- **Short exercise 1**
Count the lines of the records that contain the string "zipper", treating case as significant. Reply with the number alone.

- **Text to read**

========================================================================

[Mpls] Re: pay at the pump insurance
Jim Bernstein
bernie at mm.com
Thu Feb 24 18:08:01 CST 2005
Chris has assembled a lot of information here and it is worth reading
for anyone who wants a quick primer on pay-at-the-pump insurance
schemes.
There is one misconception however: "... the more you drive in traffic,
the more likely you are to have an accident." That is not exactly true.
Miles driven and frequency of accidents do have a correlation though it
is a weak one.
Better predictors are how you drive, when you drive, where you drive,
and your past driving record. There are also some demographic factors
that are much more reliable predictors.
One huge problem with pay-at-the-pump schemes is that they unfairly
punish people who drive great distances (presumably they fill up their
gas tanks more often) and unfairly rewards people who drive short
distances (presumably they fill up less often). To make any casualty
insurance plan work, there must be a way of assessing risk and raising
or lowering premium to compensate for that risk. And, equally
importantly, that risk assessment must be based on data that accurately
weight the risk.
Pay-at-the-pump only considers one element (frequency of gasoline
purchase) which is not a very good predictor of risk. Chris rightly
points out that this form of liability insurance would be essentially a
baseline with the option (or requirement)to purchase additional
coverage. But the essential problem remains that frequency (or volume)
of gasoline purchase does not correlate very well to the risk. And that
makes it impossible to assign rates fairly and to calculate premium that
reflect the risk.
Jim Bernstein
Fulton
Former Commissioner, MN. Dept. of Commerce (they regulate insurance)
-----Original Message-----
From: mpls-bounces at mnforum.org [mailto:mpls-bounces at mnforum.org] On
Behalf Of Chris Johnson
Sent: Thursday, February 24, 2005 3:15 PM
To: Tom Madden
Cc: mpls at mnforum.org; Dan Prozinski
Subject: Re: [Mpls] Re: pay at the pump insurance
There are generally three kinds of insurance you would purchase on your
car.
I'll call them liability, collision and comprehensive, although your
insurer
may call them different things.
Liability is insurance against harm you to do other people and other
people's
property, including injuries, deaths, wrecked cars of other drivers and
wrecked other objects (fences, houses, whatever). The state requires a
certain minimum level of liability insurance to drive legally.
Collision is insurance against damage done to your vehicle while
driving. If
you have a car loan or you lease your car, the money lender or leasor
(owner)

========================================================================

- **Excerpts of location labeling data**
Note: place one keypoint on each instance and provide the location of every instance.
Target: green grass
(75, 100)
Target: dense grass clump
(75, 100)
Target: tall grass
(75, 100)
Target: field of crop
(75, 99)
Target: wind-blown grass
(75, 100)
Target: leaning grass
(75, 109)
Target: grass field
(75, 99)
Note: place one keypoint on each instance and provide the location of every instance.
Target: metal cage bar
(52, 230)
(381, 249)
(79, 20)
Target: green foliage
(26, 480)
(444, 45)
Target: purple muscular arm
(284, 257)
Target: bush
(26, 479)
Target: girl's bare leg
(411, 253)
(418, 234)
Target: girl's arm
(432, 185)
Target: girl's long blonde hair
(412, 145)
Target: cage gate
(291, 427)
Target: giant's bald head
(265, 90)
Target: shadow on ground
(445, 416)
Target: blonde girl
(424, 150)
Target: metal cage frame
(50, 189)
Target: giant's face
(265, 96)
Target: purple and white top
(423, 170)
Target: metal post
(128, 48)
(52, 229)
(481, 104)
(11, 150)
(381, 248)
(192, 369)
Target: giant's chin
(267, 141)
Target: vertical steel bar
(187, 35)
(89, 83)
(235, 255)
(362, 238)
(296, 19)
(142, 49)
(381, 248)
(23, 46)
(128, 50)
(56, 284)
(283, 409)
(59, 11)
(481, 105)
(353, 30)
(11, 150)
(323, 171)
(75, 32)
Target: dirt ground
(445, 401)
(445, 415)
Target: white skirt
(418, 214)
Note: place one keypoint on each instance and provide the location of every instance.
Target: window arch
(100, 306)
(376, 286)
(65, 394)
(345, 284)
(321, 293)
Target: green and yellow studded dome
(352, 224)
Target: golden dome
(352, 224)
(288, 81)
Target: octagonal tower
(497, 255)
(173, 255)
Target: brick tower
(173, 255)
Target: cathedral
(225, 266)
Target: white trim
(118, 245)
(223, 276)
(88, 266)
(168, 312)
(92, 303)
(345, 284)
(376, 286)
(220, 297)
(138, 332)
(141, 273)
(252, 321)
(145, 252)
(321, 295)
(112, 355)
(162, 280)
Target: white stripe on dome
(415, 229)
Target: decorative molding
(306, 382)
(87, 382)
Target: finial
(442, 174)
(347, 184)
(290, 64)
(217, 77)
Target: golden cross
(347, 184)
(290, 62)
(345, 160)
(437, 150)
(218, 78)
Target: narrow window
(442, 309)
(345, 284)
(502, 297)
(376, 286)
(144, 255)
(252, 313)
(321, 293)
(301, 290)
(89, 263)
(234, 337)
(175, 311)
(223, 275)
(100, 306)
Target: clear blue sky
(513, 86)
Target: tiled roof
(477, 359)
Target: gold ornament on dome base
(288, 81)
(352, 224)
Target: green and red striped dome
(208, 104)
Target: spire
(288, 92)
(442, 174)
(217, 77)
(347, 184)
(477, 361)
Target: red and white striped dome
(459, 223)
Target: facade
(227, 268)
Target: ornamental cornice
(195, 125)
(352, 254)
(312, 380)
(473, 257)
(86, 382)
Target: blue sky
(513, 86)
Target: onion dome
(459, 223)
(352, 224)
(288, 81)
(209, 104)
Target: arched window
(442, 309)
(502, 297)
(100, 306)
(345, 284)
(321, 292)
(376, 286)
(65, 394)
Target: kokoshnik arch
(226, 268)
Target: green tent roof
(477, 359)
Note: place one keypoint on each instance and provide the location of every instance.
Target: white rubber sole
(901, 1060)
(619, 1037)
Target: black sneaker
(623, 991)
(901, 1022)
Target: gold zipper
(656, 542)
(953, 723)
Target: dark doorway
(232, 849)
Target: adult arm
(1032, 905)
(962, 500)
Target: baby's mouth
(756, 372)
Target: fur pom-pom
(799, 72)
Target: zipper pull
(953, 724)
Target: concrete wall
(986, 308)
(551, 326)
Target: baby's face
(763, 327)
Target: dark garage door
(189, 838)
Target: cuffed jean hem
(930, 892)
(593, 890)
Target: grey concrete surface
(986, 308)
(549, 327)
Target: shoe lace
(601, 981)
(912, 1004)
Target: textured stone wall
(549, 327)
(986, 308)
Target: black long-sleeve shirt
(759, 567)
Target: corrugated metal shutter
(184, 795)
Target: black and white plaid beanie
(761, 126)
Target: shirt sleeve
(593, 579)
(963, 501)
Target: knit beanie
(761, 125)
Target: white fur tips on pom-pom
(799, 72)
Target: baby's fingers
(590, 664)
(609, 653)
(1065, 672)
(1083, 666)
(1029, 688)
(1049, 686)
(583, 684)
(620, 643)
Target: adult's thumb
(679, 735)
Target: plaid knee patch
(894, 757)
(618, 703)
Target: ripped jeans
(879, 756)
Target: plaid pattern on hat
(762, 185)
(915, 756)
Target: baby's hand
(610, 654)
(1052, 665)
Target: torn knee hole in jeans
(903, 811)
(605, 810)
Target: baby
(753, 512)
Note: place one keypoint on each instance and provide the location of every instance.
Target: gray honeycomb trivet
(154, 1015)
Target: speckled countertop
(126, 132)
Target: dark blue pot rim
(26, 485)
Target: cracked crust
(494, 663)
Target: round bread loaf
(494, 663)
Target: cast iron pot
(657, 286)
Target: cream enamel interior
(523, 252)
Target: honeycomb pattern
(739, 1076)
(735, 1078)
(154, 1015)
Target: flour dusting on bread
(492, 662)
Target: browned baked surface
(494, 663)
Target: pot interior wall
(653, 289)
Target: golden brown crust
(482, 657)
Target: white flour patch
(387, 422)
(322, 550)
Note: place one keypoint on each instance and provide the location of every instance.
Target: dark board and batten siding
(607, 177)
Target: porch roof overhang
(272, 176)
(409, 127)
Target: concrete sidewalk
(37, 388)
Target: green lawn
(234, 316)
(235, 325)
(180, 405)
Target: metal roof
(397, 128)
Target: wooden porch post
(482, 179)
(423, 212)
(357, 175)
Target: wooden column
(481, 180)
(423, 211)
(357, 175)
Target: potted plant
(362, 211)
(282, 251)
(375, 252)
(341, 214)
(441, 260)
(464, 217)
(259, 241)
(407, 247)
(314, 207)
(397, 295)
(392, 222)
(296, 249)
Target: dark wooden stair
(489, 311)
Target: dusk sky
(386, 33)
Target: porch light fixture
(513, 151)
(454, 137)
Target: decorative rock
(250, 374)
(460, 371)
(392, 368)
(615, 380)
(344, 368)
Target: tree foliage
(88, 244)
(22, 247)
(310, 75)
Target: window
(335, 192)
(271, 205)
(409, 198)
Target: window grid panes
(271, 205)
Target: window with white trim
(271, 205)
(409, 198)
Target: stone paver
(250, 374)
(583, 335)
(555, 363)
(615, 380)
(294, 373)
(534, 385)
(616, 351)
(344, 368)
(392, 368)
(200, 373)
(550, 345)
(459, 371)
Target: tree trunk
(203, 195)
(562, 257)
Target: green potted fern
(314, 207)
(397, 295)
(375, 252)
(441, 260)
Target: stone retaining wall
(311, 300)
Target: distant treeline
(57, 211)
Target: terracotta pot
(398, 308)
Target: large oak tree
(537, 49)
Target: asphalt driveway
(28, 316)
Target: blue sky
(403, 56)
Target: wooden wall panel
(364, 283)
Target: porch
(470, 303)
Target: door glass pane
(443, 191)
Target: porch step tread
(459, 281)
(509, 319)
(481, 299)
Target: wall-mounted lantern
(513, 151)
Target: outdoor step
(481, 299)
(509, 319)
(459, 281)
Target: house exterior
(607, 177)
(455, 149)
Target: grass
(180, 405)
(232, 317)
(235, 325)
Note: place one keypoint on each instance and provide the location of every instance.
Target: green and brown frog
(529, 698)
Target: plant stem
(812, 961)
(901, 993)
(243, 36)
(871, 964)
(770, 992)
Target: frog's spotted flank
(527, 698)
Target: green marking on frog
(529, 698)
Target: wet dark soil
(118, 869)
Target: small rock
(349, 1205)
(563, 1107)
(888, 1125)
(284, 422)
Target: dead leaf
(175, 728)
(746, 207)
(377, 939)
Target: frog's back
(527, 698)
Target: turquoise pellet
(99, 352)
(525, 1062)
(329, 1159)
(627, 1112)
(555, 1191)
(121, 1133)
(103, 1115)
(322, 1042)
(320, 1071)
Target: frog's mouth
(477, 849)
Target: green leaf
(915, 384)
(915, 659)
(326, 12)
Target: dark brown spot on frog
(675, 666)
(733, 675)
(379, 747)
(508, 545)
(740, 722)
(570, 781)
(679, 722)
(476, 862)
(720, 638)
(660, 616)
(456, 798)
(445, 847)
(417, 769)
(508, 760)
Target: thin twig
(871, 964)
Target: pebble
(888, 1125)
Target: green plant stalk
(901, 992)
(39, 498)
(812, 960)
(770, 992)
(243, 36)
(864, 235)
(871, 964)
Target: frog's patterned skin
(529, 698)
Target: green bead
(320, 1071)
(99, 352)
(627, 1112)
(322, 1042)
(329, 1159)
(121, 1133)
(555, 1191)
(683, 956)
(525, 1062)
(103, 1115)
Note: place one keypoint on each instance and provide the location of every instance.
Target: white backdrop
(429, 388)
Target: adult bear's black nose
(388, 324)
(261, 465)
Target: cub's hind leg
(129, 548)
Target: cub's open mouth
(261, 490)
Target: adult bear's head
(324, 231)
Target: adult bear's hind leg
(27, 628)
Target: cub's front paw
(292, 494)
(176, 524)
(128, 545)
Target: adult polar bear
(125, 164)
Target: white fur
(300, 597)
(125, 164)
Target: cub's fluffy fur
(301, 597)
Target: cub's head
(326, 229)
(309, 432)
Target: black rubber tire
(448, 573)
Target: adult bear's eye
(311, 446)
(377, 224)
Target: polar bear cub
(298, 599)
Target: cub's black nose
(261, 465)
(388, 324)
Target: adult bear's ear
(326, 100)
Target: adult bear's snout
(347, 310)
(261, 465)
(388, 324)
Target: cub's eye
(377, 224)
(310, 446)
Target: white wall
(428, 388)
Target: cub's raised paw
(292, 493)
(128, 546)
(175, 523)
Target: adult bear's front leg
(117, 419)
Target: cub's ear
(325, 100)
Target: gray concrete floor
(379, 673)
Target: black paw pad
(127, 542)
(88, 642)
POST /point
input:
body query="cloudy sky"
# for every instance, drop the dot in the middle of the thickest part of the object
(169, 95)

========================================================================

- **Short exercise 2**
Answer these questions using the post on pay-at-the-pump insurance:
(a) What former post does Jim Bernstein list under his name?
(b) What does the state require in order to drive legally, according to Chris Johnson's message?
(c) What single element does pay-at-the-pump consider, according to Jim Bernstein?

- **Answer 1**
2

- **Answer 2**
(a) Former Commissioner, MN. Dept. of Commerce
(b) A certain minimum level of liability insurance
(c) Frequency of gasoline purchase